▶ **What to work on**
Give back every record exactly as written.

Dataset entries
Segment Open
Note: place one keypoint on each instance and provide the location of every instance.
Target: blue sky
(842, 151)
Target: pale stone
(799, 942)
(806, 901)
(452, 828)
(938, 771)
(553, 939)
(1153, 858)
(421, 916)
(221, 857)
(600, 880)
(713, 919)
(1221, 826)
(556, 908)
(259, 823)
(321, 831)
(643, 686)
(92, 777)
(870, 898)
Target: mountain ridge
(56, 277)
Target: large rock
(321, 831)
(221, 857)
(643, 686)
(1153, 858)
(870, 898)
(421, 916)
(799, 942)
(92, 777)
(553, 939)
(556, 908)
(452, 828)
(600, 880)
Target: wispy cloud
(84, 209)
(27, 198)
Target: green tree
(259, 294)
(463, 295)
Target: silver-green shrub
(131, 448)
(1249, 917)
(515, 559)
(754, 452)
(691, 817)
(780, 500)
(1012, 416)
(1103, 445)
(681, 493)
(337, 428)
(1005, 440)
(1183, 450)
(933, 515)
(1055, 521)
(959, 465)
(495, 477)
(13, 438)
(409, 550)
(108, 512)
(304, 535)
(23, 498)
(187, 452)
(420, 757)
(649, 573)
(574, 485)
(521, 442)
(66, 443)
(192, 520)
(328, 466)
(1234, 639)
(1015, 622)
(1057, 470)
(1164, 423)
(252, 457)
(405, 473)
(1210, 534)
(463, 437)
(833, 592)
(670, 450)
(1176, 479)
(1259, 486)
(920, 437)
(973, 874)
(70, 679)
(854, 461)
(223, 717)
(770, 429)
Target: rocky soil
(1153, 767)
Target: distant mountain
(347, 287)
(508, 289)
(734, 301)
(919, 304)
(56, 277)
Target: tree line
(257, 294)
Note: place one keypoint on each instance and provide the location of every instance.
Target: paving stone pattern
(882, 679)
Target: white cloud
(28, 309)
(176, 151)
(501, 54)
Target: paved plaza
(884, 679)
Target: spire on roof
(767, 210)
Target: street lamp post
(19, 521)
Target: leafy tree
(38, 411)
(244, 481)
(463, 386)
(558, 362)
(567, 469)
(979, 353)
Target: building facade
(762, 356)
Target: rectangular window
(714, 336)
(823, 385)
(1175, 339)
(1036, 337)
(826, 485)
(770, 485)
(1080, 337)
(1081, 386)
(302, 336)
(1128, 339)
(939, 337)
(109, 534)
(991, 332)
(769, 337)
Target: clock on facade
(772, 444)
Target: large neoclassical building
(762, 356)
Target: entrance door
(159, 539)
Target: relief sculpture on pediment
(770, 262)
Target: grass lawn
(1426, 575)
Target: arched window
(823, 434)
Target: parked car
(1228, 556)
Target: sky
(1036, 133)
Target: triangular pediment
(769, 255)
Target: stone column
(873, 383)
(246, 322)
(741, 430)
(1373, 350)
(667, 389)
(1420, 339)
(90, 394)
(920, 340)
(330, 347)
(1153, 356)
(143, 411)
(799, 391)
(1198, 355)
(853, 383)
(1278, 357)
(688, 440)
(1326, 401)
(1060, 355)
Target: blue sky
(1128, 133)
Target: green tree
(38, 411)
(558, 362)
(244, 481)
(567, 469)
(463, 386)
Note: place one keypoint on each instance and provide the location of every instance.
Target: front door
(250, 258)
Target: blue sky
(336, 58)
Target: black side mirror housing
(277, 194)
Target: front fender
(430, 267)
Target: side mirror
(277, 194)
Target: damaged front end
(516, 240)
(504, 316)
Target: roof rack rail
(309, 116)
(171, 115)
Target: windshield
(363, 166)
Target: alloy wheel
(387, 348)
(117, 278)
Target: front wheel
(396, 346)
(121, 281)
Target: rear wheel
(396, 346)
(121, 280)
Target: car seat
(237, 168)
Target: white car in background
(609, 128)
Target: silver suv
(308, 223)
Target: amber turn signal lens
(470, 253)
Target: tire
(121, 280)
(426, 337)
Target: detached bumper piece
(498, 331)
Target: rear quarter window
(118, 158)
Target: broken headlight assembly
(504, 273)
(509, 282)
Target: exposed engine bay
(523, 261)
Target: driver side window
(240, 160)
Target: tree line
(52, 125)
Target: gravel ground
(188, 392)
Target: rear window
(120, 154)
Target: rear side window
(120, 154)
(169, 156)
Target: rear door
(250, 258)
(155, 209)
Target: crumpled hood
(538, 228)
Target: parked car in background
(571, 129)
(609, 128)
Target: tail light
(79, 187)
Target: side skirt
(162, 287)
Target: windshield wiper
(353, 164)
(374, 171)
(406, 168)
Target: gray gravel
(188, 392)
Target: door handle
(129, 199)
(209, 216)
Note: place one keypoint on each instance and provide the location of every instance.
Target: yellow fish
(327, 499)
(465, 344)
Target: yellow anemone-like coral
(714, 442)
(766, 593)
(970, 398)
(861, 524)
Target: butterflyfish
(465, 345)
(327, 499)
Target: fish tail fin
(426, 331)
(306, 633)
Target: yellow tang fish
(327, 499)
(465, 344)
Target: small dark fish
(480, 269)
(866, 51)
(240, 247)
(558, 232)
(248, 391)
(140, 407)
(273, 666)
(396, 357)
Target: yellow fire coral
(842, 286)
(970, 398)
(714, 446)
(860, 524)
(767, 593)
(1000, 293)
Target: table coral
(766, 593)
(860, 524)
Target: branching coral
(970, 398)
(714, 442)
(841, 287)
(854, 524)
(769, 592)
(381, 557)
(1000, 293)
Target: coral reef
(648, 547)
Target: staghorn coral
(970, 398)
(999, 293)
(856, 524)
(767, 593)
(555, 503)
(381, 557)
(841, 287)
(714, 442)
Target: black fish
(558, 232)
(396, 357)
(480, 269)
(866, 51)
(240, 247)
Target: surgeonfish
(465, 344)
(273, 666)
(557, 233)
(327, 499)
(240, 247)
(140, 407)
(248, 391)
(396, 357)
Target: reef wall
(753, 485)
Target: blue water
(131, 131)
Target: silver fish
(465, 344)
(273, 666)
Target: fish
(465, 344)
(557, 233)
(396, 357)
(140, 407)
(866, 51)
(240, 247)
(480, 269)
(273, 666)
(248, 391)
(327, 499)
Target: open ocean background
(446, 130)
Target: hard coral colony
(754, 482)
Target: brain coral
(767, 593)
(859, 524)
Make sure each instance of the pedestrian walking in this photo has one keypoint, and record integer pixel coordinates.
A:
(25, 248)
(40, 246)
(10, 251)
Segment Closed
▶ **Task output**
Note: place one keypoint on each instance and provide the location of every instance.
Target: blue sky
(842, 151)
Target: pale stone
(799, 942)
(806, 901)
(452, 828)
(938, 771)
(553, 939)
(1153, 858)
(421, 916)
(221, 857)
(600, 880)
(713, 919)
(1221, 826)
(556, 908)
(259, 823)
(321, 831)
(643, 686)
(92, 777)
(870, 898)
Target: mountain ridge
(56, 277)
Target: large rock
(321, 831)
(221, 857)
(643, 686)
(1153, 858)
(870, 898)
(421, 916)
(799, 942)
(92, 777)
(553, 939)
(556, 908)
(452, 828)
(600, 880)
Target: wispy cloud
(84, 209)
(27, 198)
Target: green tree
(259, 294)
(463, 295)
Target: silver-green shrub
(131, 448)
(1249, 917)
(515, 559)
(754, 452)
(691, 817)
(780, 500)
(1012, 416)
(1103, 445)
(681, 493)
(337, 428)
(1005, 440)
(1183, 450)
(933, 515)
(1055, 521)
(959, 465)
(495, 477)
(13, 438)
(409, 550)
(108, 512)
(304, 535)
(23, 498)
(187, 452)
(420, 757)
(649, 573)
(574, 485)
(521, 442)
(66, 443)
(192, 520)
(328, 466)
(1234, 639)
(1015, 622)
(1057, 470)
(1164, 423)
(252, 457)
(405, 473)
(1210, 534)
(463, 437)
(833, 592)
(670, 450)
(1176, 479)
(1259, 486)
(920, 437)
(973, 874)
(70, 679)
(854, 461)
(223, 717)
(770, 429)
Target: rocky soil
(1153, 767)
Target: distant mountain
(347, 287)
(508, 289)
(734, 301)
(919, 304)
(56, 277)
Target: tree line
(257, 294)
Note: place one keypoint on each instance and provide the location of every instance.
Target: paving stone pattern
(882, 679)
Target: white cloud
(28, 309)
(176, 151)
(501, 54)
Target: paved plaza
(884, 679)
Target: spire on roof
(767, 210)
Target: street lamp post
(19, 521)
Target: leafy tree
(38, 411)
(244, 481)
(463, 386)
(558, 362)
(567, 469)
(979, 353)
Target: building facade
(762, 356)
Target: rectangular window
(714, 336)
(823, 385)
(1175, 339)
(1036, 337)
(826, 485)
(770, 485)
(1080, 337)
(1081, 386)
(302, 336)
(1128, 339)
(939, 337)
(109, 534)
(991, 332)
(769, 337)
Target: clock on facade
(772, 444)
Target: large neoclassical building
(762, 356)
Target: entrance door
(159, 539)
Target: relief sculpture on pediment
(770, 262)
Target: grass lawn
(1426, 575)
Target: arched window
(823, 434)
Target: parked car
(1228, 556)
Target: sky
(1036, 133)
Target: triangular pediment
(769, 255)
Target: stone column
(873, 383)
(246, 322)
(741, 430)
(1373, 350)
(667, 389)
(1420, 339)
(90, 394)
(920, 340)
(330, 347)
(1153, 356)
(143, 411)
(799, 391)
(1198, 355)
(853, 383)
(1278, 357)
(688, 440)
(1326, 401)
(1060, 355)
Target: blue sky
(1128, 133)
Target: green tree
(38, 411)
(558, 362)
(244, 481)
(567, 469)
(463, 386)
Note: place one keypoint on each instance and provide the location of every instance.
Target: front door
(250, 258)
Target: blue sky
(336, 58)
Target: black side mirror housing
(277, 194)
Target: front fender
(430, 267)
Target: side mirror
(277, 194)
Target: damaged front end
(516, 240)
(504, 316)
Target: roof rack rail
(309, 116)
(171, 115)
Target: windshield
(363, 166)
Target: alloy wheel
(387, 348)
(117, 278)
Target: front wheel
(396, 346)
(121, 281)
Target: rear wheel
(396, 346)
(121, 280)
Target: car seat
(237, 168)
Target: white car in background
(609, 128)
Target: silver suv
(308, 223)
Target: amber turn signal lens
(470, 253)
Target: tire
(121, 280)
(426, 337)
Target: detached bumper piece
(498, 331)
Target: rear quarter window
(118, 158)
Target: broken headlight assembly
(504, 273)
(509, 282)
Target: exposed engine bay
(523, 261)
Target: driver side window
(240, 160)
Target: tree line
(52, 125)
Target: gravel ground
(188, 392)
Target: rear window
(120, 154)
Target: rear side window
(120, 154)
(169, 156)
Target: rear door
(250, 258)
(155, 209)
Target: crumpled hood
(538, 228)
Target: parked car in background
(571, 129)
(609, 128)
Target: tail light
(79, 187)
Target: side skirt
(162, 287)
Target: windshield wiper
(353, 164)
(374, 171)
(406, 168)
Target: gray gravel
(188, 392)
Target: door handle
(129, 199)
(209, 216)
Note: place one keypoint on each instance and provide the location of every instance.
Target: yellow fish
(327, 499)
(465, 344)
Target: yellow anemone-like coral
(714, 442)
(766, 593)
(970, 398)
(861, 524)
Target: butterflyfish
(465, 345)
(327, 499)
Target: fish tail fin
(426, 331)
(306, 633)
Target: yellow tang fish
(327, 499)
(465, 344)
Target: small dark fish
(480, 269)
(866, 51)
(240, 247)
(558, 232)
(248, 391)
(140, 407)
(273, 666)
(396, 357)
Target: yellow fire coral
(842, 286)
(970, 398)
(714, 446)
(860, 524)
(767, 593)
(1000, 293)
Target: table coral
(766, 593)
(860, 524)
Target: branching coral
(970, 398)
(714, 442)
(841, 287)
(854, 524)
(769, 592)
(381, 557)
(1000, 293)
Target: coral reef
(648, 547)
Target: staghorn coral
(970, 398)
(999, 293)
(856, 524)
(767, 593)
(555, 503)
(381, 557)
(841, 287)
(714, 442)
Target: black fish
(558, 232)
(396, 357)
(480, 269)
(866, 51)
(240, 247)
Target: surgeonfish
(465, 344)
(273, 666)
(557, 233)
(327, 499)
(240, 247)
(140, 407)
(248, 391)
(396, 357)
Target: reef wall
(753, 485)
Target: blue water
(131, 131)
Target: silver fish
(465, 344)
(273, 666)
Target: fish
(465, 344)
(557, 233)
(396, 357)
(140, 407)
(866, 51)
(240, 247)
(480, 269)
(273, 666)
(248, 391)
(327, 499)
Target: open ocean background
(446, 130)
Target: hard coral colony
(754, 482)
Target: brain coral
(767, 593)
(859, 524)
Make sure each instance of the pedestrian walking in this photo has one keypoint, and record integer pixel coordinates.
A:
(25, 248)
(40, 246)
(10, 251)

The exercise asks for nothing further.